▶ _ЗАДАНИЯ_:
1 - Какой дирижер руководил Бостонским симфоническим оркестром при исполнении Четвертой симфонии Малера, упомянутом в тексте об оркестре Топчяна?
2 - Продолжите текст об оркестре Топчяна после его последнего предложения.

▶ _ФРАГМЕНТ ТЕКСТА_:
--------------------------------

         Игра оркестра под управлением Топчяна выражает не только заложенные в партитуре чувства, но и мысли современного художника о той музыке, которую он исполнял, о времени и связи времен. О своем отношении к ней, музыке. И эти свойства отчетливо проявились и в исполнении другого монументального полотна — Четвертой симфонии Малера, для которой характерно соединение эмоциональной непосредственности и трагической иронии, жанровой зарисовки и символики.

         ЭТУ СИМФОНИЮ ПОСЧАСТЛИВИЛОСЬ УСЛЫШАТЬ ВПЕРВЫЕ В БОСТОНСКОЙ филармонии с ее феноменальной акустикой, в исполнении прославленного Бостонского симфонического оркестра под управлением знаменитого дирижера Хайтинга несколько лет назад. Впечатление непередаваемое! И, естественно, я испытывала некоторое напряжение, отправляясь на прослушивание этой симфонии в интерпретации нашего оркестра. Но прошло уже несколько лет, и ссылаться на игру Бостонского оркестра и дирижера Хайтинга как на мерило какого-то художественного критерия, невозможно. Нельзя запомнить манеру дирижера, темп, в котором играл оркестр, да и вообще многие другие особенности. Они не могут уложиться в памяти навсегда. Игру оркестра невозможно зафиксировать раз и навсегда, поэтому параллели несерьезны.
--------------------------------
▶ _ПРЕДСТАВЛЕННЫЕ ДАННЫЕ_:
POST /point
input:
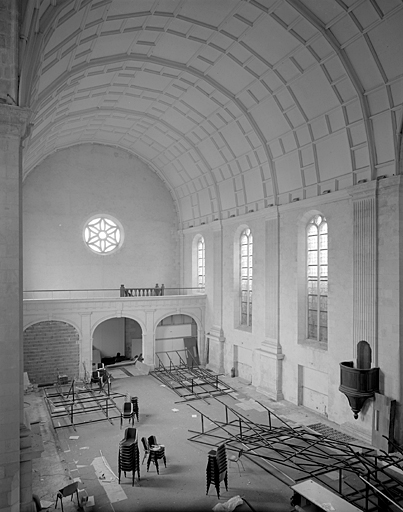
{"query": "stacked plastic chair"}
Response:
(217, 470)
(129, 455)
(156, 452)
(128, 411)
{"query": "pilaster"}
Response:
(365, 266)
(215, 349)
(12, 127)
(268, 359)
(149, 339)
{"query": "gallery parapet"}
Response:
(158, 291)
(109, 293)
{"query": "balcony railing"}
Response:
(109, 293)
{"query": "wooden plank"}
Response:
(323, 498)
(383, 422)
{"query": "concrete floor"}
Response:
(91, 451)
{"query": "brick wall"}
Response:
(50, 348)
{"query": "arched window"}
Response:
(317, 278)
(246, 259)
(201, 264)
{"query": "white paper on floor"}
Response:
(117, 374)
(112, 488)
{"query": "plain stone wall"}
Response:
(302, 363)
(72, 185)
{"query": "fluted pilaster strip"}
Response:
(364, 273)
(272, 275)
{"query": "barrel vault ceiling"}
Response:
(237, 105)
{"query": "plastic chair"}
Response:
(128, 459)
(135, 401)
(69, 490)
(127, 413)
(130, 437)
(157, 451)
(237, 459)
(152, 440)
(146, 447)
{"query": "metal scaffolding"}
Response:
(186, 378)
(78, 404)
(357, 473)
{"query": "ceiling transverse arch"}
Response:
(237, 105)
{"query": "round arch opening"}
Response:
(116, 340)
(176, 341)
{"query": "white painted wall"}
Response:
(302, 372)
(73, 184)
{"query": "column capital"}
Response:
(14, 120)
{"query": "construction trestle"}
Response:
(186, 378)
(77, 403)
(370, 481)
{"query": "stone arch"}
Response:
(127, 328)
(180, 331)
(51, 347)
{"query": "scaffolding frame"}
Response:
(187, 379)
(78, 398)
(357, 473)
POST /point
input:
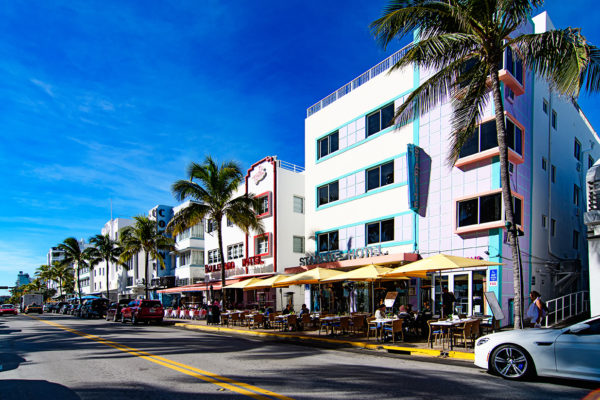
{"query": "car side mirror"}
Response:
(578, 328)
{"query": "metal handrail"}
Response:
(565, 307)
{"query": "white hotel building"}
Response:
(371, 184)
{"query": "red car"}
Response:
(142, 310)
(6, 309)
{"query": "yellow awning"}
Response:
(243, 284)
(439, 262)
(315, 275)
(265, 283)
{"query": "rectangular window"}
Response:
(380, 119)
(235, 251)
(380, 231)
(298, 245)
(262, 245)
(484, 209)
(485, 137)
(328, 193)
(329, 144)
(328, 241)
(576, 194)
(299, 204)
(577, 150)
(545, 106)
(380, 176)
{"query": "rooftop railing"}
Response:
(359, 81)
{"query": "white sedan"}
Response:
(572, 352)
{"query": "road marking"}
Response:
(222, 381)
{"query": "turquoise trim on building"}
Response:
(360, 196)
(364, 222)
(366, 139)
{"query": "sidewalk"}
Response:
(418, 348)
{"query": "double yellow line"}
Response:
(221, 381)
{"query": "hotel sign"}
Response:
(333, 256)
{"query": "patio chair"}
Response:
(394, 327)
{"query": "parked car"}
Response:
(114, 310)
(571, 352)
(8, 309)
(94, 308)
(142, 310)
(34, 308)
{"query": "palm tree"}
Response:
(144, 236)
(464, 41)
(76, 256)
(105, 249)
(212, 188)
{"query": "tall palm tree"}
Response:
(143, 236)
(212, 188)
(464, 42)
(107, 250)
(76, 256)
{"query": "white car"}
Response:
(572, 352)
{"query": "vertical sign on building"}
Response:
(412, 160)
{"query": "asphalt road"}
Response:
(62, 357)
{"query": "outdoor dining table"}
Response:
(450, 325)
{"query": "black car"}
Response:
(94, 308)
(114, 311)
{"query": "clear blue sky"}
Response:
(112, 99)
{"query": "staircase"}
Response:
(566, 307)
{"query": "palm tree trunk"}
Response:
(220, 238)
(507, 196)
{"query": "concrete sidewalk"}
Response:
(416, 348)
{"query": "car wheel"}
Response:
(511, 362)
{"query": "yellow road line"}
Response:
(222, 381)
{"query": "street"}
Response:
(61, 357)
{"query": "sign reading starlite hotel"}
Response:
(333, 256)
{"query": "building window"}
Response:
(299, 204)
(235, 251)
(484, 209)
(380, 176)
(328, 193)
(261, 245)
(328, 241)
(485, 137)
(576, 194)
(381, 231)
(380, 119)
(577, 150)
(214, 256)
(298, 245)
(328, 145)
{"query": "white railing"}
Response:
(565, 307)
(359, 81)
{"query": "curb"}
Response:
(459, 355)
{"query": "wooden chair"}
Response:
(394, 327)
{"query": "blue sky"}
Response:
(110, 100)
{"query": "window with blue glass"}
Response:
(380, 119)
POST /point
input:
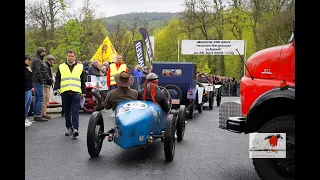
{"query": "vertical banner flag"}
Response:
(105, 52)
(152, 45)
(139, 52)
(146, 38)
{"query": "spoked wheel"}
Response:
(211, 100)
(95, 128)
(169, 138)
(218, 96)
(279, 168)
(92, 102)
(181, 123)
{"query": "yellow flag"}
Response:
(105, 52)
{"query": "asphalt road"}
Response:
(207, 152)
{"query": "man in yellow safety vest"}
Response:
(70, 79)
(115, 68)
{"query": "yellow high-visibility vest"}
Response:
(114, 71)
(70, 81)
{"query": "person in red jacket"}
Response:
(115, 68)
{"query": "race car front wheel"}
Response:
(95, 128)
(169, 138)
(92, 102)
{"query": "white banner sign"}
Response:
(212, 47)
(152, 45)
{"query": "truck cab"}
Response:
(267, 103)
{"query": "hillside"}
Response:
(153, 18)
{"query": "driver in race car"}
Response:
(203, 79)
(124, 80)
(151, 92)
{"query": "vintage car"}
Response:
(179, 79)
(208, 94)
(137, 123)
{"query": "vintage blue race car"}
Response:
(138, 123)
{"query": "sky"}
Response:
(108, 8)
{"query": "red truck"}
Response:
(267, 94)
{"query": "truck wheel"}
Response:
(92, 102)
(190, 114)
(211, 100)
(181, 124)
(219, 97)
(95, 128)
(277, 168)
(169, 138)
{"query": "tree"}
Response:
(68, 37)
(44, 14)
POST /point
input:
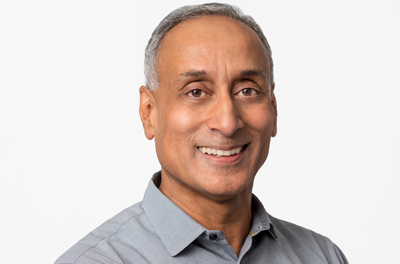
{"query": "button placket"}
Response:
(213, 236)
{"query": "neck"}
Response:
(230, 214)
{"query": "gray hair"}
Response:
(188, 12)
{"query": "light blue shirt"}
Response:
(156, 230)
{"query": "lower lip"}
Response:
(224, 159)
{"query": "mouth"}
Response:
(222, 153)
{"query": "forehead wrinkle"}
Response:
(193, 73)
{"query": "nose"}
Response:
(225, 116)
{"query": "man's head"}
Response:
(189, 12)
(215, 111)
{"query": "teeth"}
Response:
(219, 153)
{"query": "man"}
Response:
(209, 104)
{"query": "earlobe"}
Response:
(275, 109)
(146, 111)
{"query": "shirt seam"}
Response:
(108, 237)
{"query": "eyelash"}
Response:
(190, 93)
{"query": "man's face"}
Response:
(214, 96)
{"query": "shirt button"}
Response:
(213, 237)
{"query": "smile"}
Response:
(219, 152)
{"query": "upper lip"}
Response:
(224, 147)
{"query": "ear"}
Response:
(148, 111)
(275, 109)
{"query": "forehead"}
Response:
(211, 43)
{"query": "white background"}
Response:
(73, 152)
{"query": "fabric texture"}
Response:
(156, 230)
--------------------------------
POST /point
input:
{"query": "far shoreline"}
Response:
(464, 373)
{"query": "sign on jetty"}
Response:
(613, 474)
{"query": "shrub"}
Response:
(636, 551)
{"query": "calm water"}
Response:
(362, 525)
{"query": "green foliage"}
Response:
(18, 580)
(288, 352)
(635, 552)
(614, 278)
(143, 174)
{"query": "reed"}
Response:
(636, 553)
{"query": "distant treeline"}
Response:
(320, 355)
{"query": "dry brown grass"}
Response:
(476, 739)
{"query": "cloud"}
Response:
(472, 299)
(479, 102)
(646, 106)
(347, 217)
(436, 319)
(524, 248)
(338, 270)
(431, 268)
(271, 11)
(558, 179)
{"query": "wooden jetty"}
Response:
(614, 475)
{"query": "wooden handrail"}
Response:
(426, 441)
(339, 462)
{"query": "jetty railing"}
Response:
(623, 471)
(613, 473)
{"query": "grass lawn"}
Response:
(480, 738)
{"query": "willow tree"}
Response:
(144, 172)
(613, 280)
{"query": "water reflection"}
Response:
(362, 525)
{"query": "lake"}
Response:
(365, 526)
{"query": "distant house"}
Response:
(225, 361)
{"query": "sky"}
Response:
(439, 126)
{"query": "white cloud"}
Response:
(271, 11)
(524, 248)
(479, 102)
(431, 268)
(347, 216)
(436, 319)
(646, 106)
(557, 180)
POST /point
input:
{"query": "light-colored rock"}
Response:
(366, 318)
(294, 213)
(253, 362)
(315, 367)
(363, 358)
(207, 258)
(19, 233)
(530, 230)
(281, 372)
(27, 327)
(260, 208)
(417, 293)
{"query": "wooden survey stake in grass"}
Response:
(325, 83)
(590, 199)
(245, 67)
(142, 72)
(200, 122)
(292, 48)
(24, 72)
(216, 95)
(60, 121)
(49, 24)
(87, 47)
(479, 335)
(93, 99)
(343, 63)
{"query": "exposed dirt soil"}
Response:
--------------------------------
▶ _ОТВЕТЫ_:
1 - Хайтинг.

2 -
        Итальянское сопрано Барбара ФриттолиЧетвертая симфония Малера была исполнена оркестром под управлением Топчяна зрело, с подкупающе строгой простотой. Главное — дирижер сумел заразить оркестр артистическим чувством любви к этой музыке, внутренней творческой наполненностью, «самым необъяснимым и самым действенным средством дирижера». Свою симфонию Малер называл юмореском, видавшим очень мало радости». В критике о ней сложилось мнение как о доброжелательно-юмористической, идиллистически шутовской. Поразил оркестр, осиливший эту неординарную партитуру, сыгранность и отчетливость деталей, особенности малеровского звучания, ясность общей концепции. Словом, оркестр, подвигнутый дирижером на большое дело, подчинившийся его твердой руке, определял его сдержанную манеру дирижирования в момент исполнения. Верный малейшему велению композитора, дирижер сумел стать и ироничным, и драматичным, не становясь при этом театральным. Дирижерские требования даже не подразумевают аккуратности в следовании тексту, они подразумевают незаурядное понимание. Поэтому звучание редкое. Каждый импульс дирижера, посланный оркестру, каждая эмоция, достигая публики, возрастают с каждым звуком. Эта эмоция принята и оркестрантами, и публикой как своя. При этом у оркестра свое неповторимое звучание, свой тембр — насыщенный, праздничный, легкий, подвижный, богатый оттенками. «Дыхание» — особое.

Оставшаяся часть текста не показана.